▸ MATERIAL PROVIDED:
____
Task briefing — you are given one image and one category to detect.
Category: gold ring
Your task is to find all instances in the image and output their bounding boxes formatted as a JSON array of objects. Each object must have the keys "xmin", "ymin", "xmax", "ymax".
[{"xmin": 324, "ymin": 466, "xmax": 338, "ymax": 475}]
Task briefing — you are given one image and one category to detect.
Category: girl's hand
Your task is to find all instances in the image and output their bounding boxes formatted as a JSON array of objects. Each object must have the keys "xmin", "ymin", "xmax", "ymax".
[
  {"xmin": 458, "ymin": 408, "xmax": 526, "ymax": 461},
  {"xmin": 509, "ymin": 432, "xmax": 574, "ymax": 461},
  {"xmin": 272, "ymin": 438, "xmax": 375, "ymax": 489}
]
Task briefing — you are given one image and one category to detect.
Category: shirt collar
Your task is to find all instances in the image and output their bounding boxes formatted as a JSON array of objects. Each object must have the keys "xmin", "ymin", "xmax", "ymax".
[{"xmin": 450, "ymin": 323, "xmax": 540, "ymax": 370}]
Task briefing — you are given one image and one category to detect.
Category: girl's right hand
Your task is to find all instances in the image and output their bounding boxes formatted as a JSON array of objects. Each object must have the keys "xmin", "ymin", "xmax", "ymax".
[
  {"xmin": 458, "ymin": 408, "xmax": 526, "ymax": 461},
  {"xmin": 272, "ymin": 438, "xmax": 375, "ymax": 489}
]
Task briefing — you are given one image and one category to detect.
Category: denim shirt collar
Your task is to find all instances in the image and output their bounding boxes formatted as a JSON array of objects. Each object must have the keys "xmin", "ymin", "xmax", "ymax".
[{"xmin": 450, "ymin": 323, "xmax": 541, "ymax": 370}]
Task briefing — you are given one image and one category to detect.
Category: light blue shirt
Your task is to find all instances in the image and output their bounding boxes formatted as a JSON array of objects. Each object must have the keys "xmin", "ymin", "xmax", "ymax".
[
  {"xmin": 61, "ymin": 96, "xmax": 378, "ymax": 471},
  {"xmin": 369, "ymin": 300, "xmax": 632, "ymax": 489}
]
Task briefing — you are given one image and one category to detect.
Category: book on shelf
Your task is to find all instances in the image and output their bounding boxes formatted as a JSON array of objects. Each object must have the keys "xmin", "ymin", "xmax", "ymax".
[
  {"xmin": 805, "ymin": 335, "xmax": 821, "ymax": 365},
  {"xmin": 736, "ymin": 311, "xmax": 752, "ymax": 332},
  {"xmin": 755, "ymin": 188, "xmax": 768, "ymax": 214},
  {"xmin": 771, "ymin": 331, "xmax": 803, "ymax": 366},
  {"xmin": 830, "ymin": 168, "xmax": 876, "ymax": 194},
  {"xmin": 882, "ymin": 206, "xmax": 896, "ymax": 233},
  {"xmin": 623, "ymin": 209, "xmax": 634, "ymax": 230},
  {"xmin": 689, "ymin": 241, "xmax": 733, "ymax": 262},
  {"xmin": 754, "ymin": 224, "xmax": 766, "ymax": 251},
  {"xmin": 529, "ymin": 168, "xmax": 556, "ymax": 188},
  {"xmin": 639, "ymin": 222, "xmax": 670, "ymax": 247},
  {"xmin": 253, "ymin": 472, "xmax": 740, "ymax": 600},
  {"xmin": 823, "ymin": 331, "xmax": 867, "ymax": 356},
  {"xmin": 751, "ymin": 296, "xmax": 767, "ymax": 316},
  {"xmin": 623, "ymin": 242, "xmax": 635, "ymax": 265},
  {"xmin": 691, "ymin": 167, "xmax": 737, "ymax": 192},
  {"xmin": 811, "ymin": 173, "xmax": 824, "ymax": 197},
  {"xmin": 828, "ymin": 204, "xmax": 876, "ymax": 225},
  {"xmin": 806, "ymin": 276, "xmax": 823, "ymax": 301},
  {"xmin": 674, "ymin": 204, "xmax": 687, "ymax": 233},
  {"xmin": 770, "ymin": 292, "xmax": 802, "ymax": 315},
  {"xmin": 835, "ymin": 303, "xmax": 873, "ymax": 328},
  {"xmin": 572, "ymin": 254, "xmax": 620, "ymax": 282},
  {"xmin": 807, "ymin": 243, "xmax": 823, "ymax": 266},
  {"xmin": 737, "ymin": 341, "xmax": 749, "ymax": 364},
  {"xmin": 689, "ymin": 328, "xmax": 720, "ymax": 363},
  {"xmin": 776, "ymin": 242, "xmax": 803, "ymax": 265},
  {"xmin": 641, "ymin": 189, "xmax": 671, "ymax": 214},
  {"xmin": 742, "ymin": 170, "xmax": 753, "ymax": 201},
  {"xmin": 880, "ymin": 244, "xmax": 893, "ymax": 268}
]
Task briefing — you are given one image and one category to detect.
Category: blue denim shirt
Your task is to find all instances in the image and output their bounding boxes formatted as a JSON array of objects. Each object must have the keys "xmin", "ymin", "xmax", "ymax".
____
▸ PROBLEM: What the exercise asks for is the listing above, retyped in full.

▸ SOLUTION FOR THIS TASK:
Task briefing — you are given one image and one category to detect.
Category: gold ring
Your task is to find all instances in the image and output their bounding boxes formatted as a JSON array of objects. Each object must have the keys "xmin", "ymin", "xmax", "ymax".
[{"xmin": 324, "ymin": 466, "xmax": 338, "ymax": 475}]
Task briefing — you are given one image and one category to detect.
Category: girl's hand
Your task is to find all instances in the image and output their bounding boxes formatted as a JSON array of objects. Each object must have the keys "xmin", "ymin", "xmax", "ymax".
[
  {"xmin": 458, "ymin": 408, "xmax": 526, "ymax": 461},
  {"xmin": 509, "ymin": 432, "xmax": 574, "ymax": 461},
  {"xmin": 272, "ymin": 438, "xmax": 375, "ymax": 489}
]
Task briefing — you are given one image and one category to detect.
Category: shirt collar
Your task is to find all instances in the image and output their bounding boxes formatted as a JSON array of objects. Each object must have the keys "xmin", "ymin", "xmax", "ymax".
[{"xmin": 450, "ymin": 323, "xmax": 540, "ymax": 370}]
Task briefing — you are given one image and one category to detect.
Category: girl's right hand
Your task is to find all instances in the image and output their bounding boxes formatted as a JSON array of objects. Each object must have the keys "xmin", "ymin", "xmax", "ymax".
[
  {"xmin": 458, "ymin": 408, "xmax": 526, "ymax": 461},
  {"xmin": 272, "ymin": 438, "xmax": 375, "ymax": 489}
]
Task briefing — you are given one image and one category to detect.
Category: denim shirt collar
Your task is to find all instances in the image and output their bounding boxes formatted as a JSON array of objects. Each object must have the keys "xmin", "ymin", "xmax", "ymax".
[{"xmin": 450, "ymin": 323, "xmax": 541, "ymax": 370}]
Task briefing — you are given one image and one category to detect.
Category: light blue shirt
Your task is to find all instances in the image and output their bounding boxes formatted as a JSON array of objects. Each object must have the keys "xmin", "ymin", "xmax", "ymax".
[
  {"xmin": 61, "ymin": 96, "xmax": 378, "ymax": 471},
  {"xmin": 369, "ymin": 300, "xmax": 632, "ymax": 489}
]
Task briefing — you are given one image and one category to detect.
Category: book on shelf
Your task is to find all instances in the image and output their bounding boxes formatted as a JSON array of objects. Each object must have the keys "xmin", "ymin", "xmax", "ymax".
[
  {"xmin": 805, "ymin": 335, "xmax": 821, "ymax": 365},
  {"xmin": 736, "ymin": 311, "xmax": 752, "ymax": 332},
  {"xmin": 755, "ymin": 188, "xmax": 768, "ymax": 214},
  {"xmin": 771, "ymin": 331, "xmax": 803, "ymax": 366},
  {"xmin": 830, "ymin": 168, "xmax": 876, "ymax": 194},
  {"xmin": 882, "ymin": 206, "xmax": 896, "ymax": 233},
  {"xmin": 623, "ymin": 209, "xmax": 634, "ymax": 230},
  {"xmin": 689, "ymin": 241, "xmax": 733, "ymax": 262},
  {"xmin": 754, "ymin": 224, "xmax": 766, "ymax": 251},
  {"xmin": 529, "ymin": 168, "xmax": 556, "ymax": 188},
  {"xmin": 639, "ymin": 222, "xmax": 670, "ymax": 247},
  {"xmin": 253, "ymin": 472, "xmax": 740, "ymax": 600},
  {"xmin": 823, "ymin": 331, "xmax": 867, "ymax": 356},
  {"xmin": 751, "ymin": 296, "xmax": 767, "ymax": 316},
  {"xmin": 623, "ymin": 242, "xmax": 635, "ymax": 265},
  {"xmin": 691, "ymin": 167, "xmax": 737, "ymax": 192},
  {"xmin": 811, "ymin": 173, "xmax": 824, "ymax": 197},
  {"xmin": 828, "ymin": 204, "xmax": 876, "ymax": 225},
  {"xmin": 806, "ymin": 276, "xmax": 823, "ymax": 301},
  {"xmin": 674, "ymin": 204, "xmax": 687, "ymax": 233},
  {"xmin": 770, "ymin": 292, "xmax": 802, "ymax": 315},
  {"xmin": 835, "ymin": 303, "xmax": 873, "ymax": 328},
  {"xmin": 572, "ymin": 254, "xmax": 620, "ymax": 282},
  {"xmin": 807, "ymin": 243, "xmax": 823, "ymax": 266},
  {"xmin": 737, "ymin": 341, "xmax": 749, "ymax": 364},
  {"xmin": 689, "ymin": 328, "xmax": 720, "ymax": 363},
  {"xmin": 776, "ymin": 242, "xmax": 803, "ymax": 265},
  {"xmin": 641, "ymin": 189, "xmax": 671, "ymax": 214},
  {"xmin": 742, "ymin": 170, "xmax": 753, "ymax": 201},
  {"xmin": 880, "ymin": 244, "xmax": 893, "ymax": 268}
]
Task briefing — you are given one image and one category to detect.
Category: blue denim shirt
Your task is to find all instances in the image and output their bounding boxes formatted as a JSON array of objects. Each object must have the keys "xmin", "ymin", "xmax", "ymax".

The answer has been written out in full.